Tuesday, January 1, 2013

January 1, 2013


           That was Ray-B on the phone for 50:05 minutes, a convo totally concerned with music and real estate. At age 35, my second doubts really began about spending the rest of my life in a cubicle making only enough money to continue the game. Yet on paper I had one of the highest paying careers. Actually, it was a career until the mid-90s when upper management changed it into a job. The point is, I had played by the rules and had no expensive habits; still I was not a cent ahead of where I was when I started.
           For that matter, neither was anybody else, but they lacked the extensive accounting skills needed to understand the situation. Each generation of fat cats since 1960 tried to borrow its way to middle class comfort while pretending that paying back a loan was the same as saving up. Fools of the highest magnitude because they learned the wrong lessons.

           His mild envy is understandable when I talk of these places for sale in the $40,000 range slightly north of here. They aren’t prime destinations, but after a certain age you quit worrying about that. Ray-B tells of people he knows whose mortgages are so far underwater their situation has become hopeless.
           Don’t believe all that nonsense on the news that there is relief and programs for your house. Those outfits are predators coveting the misery of others. The bank wants you in that house paying until you die, which is the only way they’ll ever get their money back. People are now cheating those poor banks in increasing numbers each year by legally dying. You just can’t trust a Yuppie.

           As for real estate, the most intensely studied bubble was the 2008 US crash. Most home buyers might be interested to know the Feds, banks, and even Wikipedia claim this recession-they-call-it ended in 2009. That’s right, there is no official crisis after that date. One of the side effects of the studies showed that just before a price collapse, the number of searches on the term “housing bubble” shows a drastic increase. Seeking Alpha published this chart. Canadian searches have risen to the top, precisely as happened in California five years ago.

           [Author’s note: while the Canadian mortgage laws are different, the rules that drive capitalist economies are universal. The major differences are that Canadians banks carry mortgage insurance (charged to the borrower) and Canadians cannot deduct mortgage interest off their taxes (but when they sell the capital gain is tax-free). These technicalities cannot overrule falling incomes as the lack of job creation pushes Canadians into self-employment. The self-employed make 15% less money in the long run.]

           Ray-B also reports a Fishman on sale on CL. I called but got the old scam “leave your name and number”. Does anyone still fall for that any more? To be fair, it is after hours so I’ll try once more but I rarely buy from people who give a phone contact but can’t be bothered to be there to answer it. It does look new, although Florida is strange for people trying to sell used stuff for 75% of new. Message to numbskulls: it is used the instant you open the package, knock 33% off right there.

           Music dominates everything. The reality of the matter is the paying gigs are now further inland. If you work the beach, somebody will undercut you. There are so many guitar-backing track acts out there that variety has become a joke of sorts. Did you hear about the Florida guitarist who did all new material at the club last week? Neither has anybody else.
           On inspired New Years, I treat myself to ten munchkins, those donut holes from Dunkin Donuts. I can’t remember when I last had ten, but they were a dollar. Today, they were $2.85. Don’t trust that ersatz inflation index, it is regularly redefined to conceal the facts. And the facts are what you personally shop for. It’s been going up 10% per year.

-------------------------

Aim A: In the New Year's post, copy everything from "On inspired New" down to "10% per year.", substituting "crullers" for "munchkins".
Aim B: Carry on the New Year's post about music, real estate, and prices from its last sentence.

-------------------------

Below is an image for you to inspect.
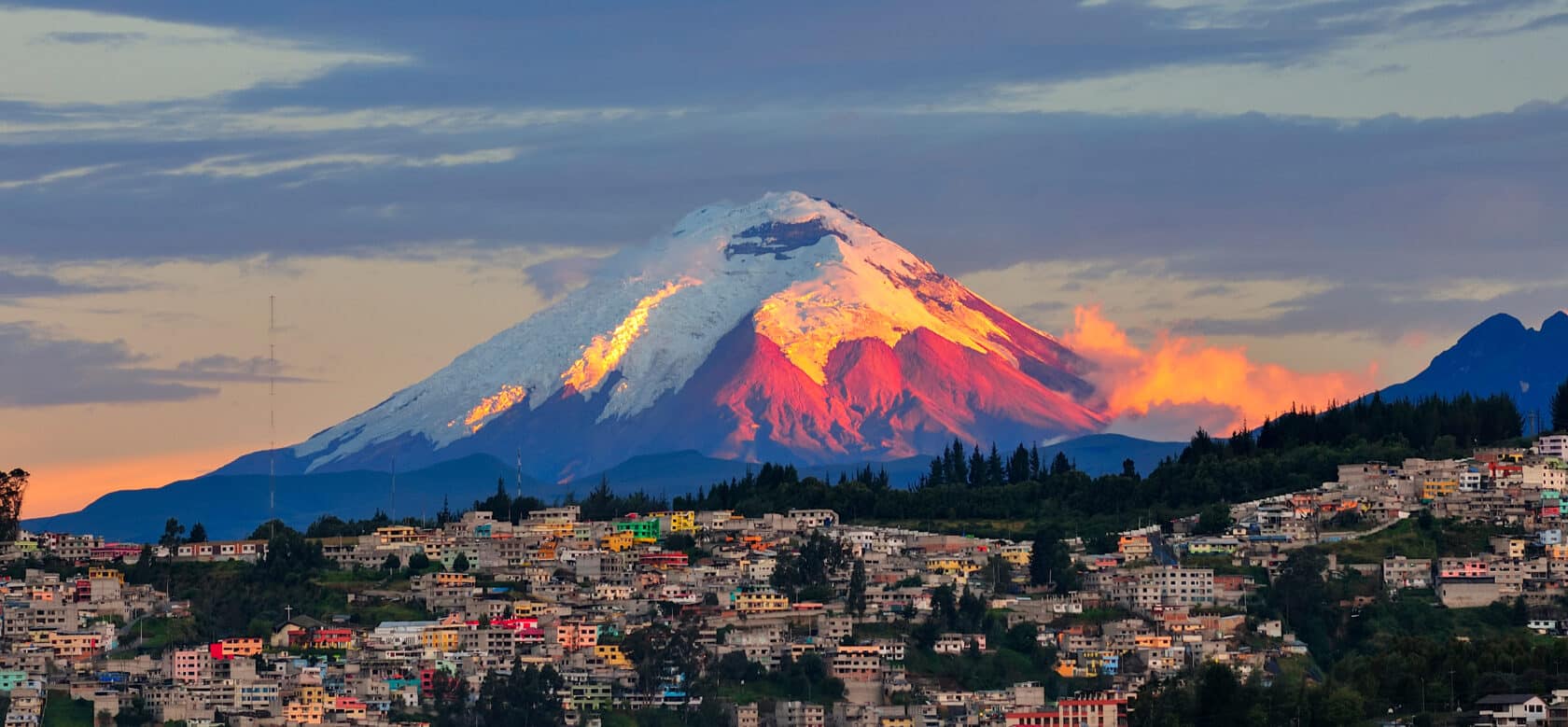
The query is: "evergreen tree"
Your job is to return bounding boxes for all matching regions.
[844,559,865,616]
[1007,445,1029,484]
[969,445,987,487]
[985,441,1007,484]
[947,439,969,484]
[159,517,185,550]
[1551,381,1568,432]
[1029,526,1077,593]
[1051,452,1072,476]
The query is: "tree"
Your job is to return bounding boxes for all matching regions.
[1197,503,1231,536]
[0,467,30,542]
[159,517,185,550]
[621,623,707,691]
[1029,528,1077,591]
[770,531,850,600]
[249,517,298,540]
[844,559,865,616]
[985,554,1013,594]
[1002,621,1040,655]
[1551,381,1568,431]
[473,478,511,522]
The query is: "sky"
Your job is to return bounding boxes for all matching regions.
[0,0,1568,515]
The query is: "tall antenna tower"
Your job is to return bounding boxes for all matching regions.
[267,295,277,536]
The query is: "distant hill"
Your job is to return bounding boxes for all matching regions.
[22,434,1183,542]
[1381,310,1568,427]
[22,454,524,542]
[1040,425,1197,476]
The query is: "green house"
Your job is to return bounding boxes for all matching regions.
[615,517,659,542]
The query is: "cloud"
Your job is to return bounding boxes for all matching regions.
[0,164,118,189]
[1061,305,1377,436]
[522,256,609,298]
[168,354,315,384]
[0,7,406,105]
[1176,282,1568,342]
[0,323,218,408]
[163,147,522,178]
[0,270,130,301]
[0,321,307,408]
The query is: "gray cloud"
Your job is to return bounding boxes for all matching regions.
[522,256,607,298]
[0,270,130,301]
[1174,282,1568,342]
[0,321,307,408]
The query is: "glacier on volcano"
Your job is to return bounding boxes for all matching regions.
[290,193,1107,480]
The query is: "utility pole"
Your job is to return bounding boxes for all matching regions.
[267,295,277,538]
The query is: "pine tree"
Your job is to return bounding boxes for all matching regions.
[985,441,1007,484]
[1051,452,1072,476]
[844,559,865,616]
[947,440,969,484]
[1551,374,1568,432]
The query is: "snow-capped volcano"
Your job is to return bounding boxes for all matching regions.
[279,193,1105,478]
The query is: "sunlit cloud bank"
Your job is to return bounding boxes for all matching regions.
[1063,305,1377,437]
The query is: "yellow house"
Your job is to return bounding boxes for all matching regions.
[419,623,464,651]
[652,510,696,533]
[599,529,635,553]
[997,544,1030,568]
[593,644,632,669]
[511,600,549,619]
[434,570,478,586]
[284,699,326,724]
[925,554,980,577]
[1116,536,1154,561]
[88,568,125,583]
[528,522,577,538]
[734,589,789,612]
[1421,480,1460,500]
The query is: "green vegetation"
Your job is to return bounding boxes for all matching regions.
[1323,512,1504,563]
[772,531,864,602]
[704,651,844,706]
[671,395,1519,538]
[1132,532,1568,725]
[903,647,1060,694]
[39,692,92,727]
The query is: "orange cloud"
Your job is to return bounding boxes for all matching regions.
[1063,305,1377,434]
[22,448,240,517]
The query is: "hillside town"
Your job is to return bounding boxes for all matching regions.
[0,436,1568,727]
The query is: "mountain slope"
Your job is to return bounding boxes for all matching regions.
[22,434,1185,542]
[1381,312,1568,427]
[229,193,1107,481]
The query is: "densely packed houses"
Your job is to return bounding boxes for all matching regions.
[0,437,1568,727]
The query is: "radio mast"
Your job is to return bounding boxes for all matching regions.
[267,295,277,536]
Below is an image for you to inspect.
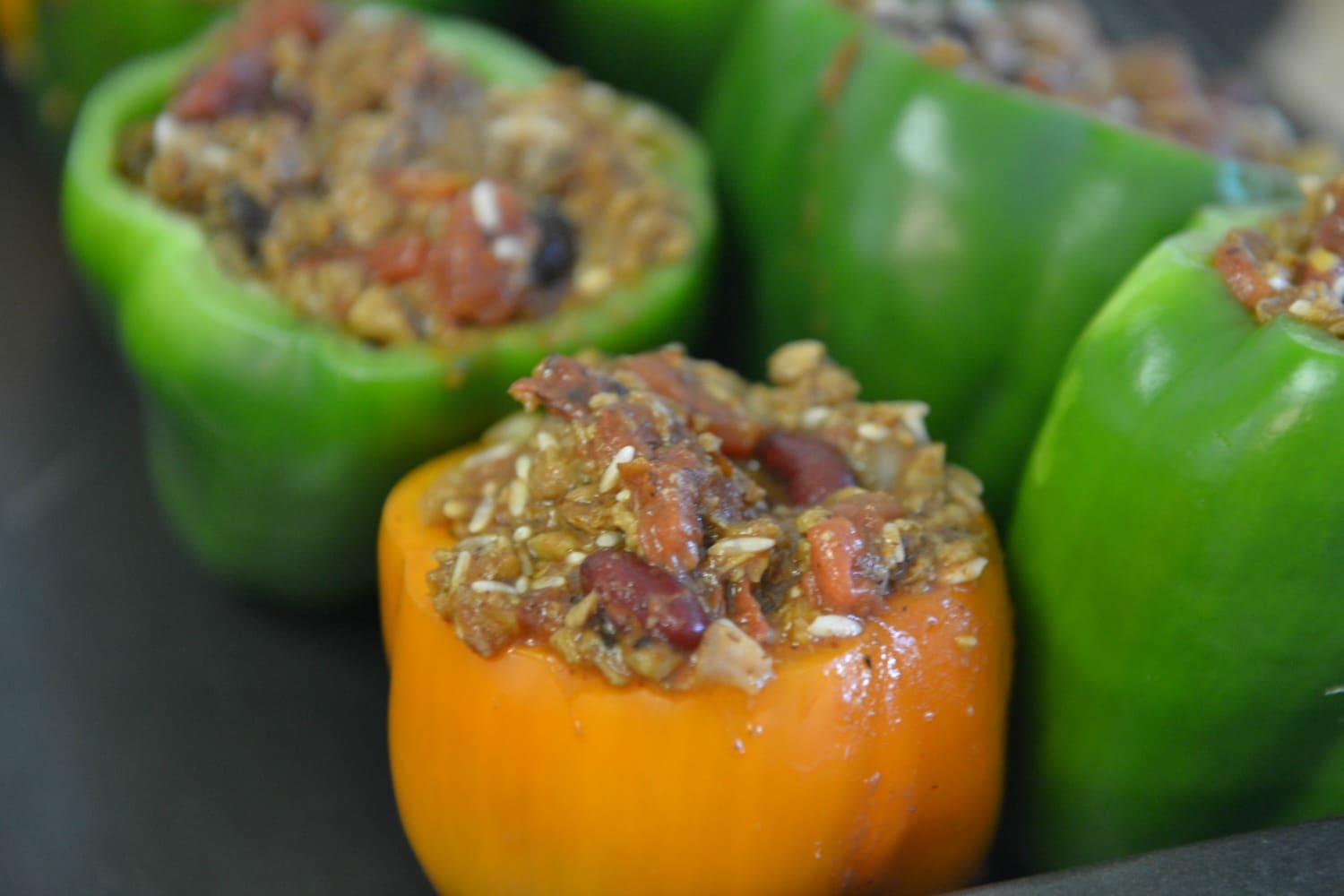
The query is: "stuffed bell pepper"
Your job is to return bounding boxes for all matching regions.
[379,342,1012,895]
[709,0,1293,514]
[1011,181,1344,869]
[65,1,715,600]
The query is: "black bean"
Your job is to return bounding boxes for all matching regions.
[532,199,578,288]
[223,181,271,258]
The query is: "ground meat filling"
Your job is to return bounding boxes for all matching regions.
[422,341,989,691]
[120,0,694,344]
[835,0,1298,162]
[1214,177,1344,337]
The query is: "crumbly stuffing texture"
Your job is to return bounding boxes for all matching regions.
[1214,177,1344,337]
[120,0,694,344]
[835,0,1296,164]
[422,341,991,692]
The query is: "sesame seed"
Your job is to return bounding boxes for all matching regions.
[201,143,234,170]
[597,444,634,492]
[798,404,831,430]
[457,532,502,551]
[472,579,518,594]
[467,495,495,535]
[491,237,527,262]
[472,177,503,234]
[508,479,529,517]
[464,442,515,466]
[448,551,472,590]
[153,113,183,151]
[575,267,612,296]
[943,557,989,584]
[710,536,776,554]
[808,614,863,638]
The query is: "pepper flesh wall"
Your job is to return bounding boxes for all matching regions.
[1007,189,1344,871]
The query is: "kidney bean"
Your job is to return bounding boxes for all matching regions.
[804,516,882,616]
[757,430,855,506]
[580,551,710,650]
[508,355,628,420]
[621,447,704,573]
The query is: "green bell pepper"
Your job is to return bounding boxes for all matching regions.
[64,6,717,605]
[707,0,1293,520]
[0,0,484,134]
[542,0,755,116]
[1007,201,1344,869]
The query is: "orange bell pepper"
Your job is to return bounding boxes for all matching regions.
[379,452,1012,895]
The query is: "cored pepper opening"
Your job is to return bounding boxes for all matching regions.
[65,4,715,603]
[0,0,489,145]
[1005,181,1344,871]
[709,0,1293,519]
[379,342,1011,893]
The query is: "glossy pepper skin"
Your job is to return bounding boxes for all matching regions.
[707,0,1293,520]
[0,0,484,134]
[1007,211,1344,869]
[64,12,717,605]
[542,0,757,118]
[379,454,1012,895]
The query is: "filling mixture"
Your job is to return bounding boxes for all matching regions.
[422,341,991,692]
[118,0,694,344]
[835,0,1311,164]
[1214,177,1344,337]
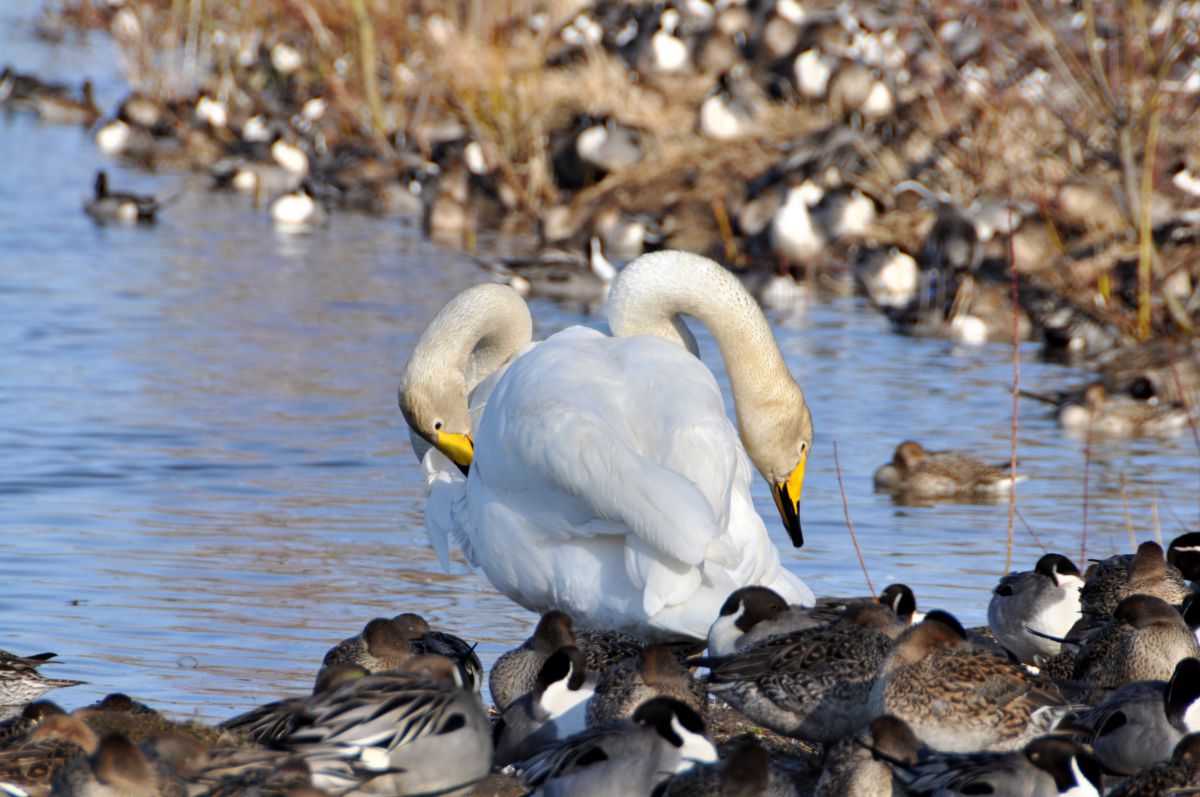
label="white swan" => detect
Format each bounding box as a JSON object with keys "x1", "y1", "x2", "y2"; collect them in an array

-------------------------

Reply A:
On inspired New Years, I treat myself to ten crullers, those donut holes from Dunkin Donuts. I can’t remember when I last had ten, but they were a dollar. Today, they were $2.85. Don’t trust that ersatz inflation index, it is regularly redefined to conceal the facts. And the facts are what you personally shop for. It’s been going up 10% per year.

Reply B:
           Electronics for the day. In a discouragingly tough study week, I finally produced a working NOR gate circuit featuring a single transistor. There is nowhere to begin describing this effort, which included for the first time saturation current calculations, partially shown here. I previously kept voltages well into the off-on ranges, but opted for efficiency. The setup pointed to works perfectly but at a price.

           Here goes. It utilizes a type of logic I never liked, where “off” is defined as the absence of “on”. My preferred two transistor models use a positive activated switch for each condition. I also abhor people who program this way, where the lack of any other number is defined to be zero. For compatibility with my 5V power supply, this gate requires 33,000 and 680 ohm resistors, uncommon if not rare. No getting around needing four resistors, but they are considerably cheaper than transistors.
           There has been much written about the end days of the solitary scientist, which I well understood before I started. My rate of progress means years before I build anything useful and the chance of a breakthrough are less than impossible. You may have noticed most activity (in electronics) now happens through teams in well-equipped military-funded laboratories. There will be few Telsas in this century.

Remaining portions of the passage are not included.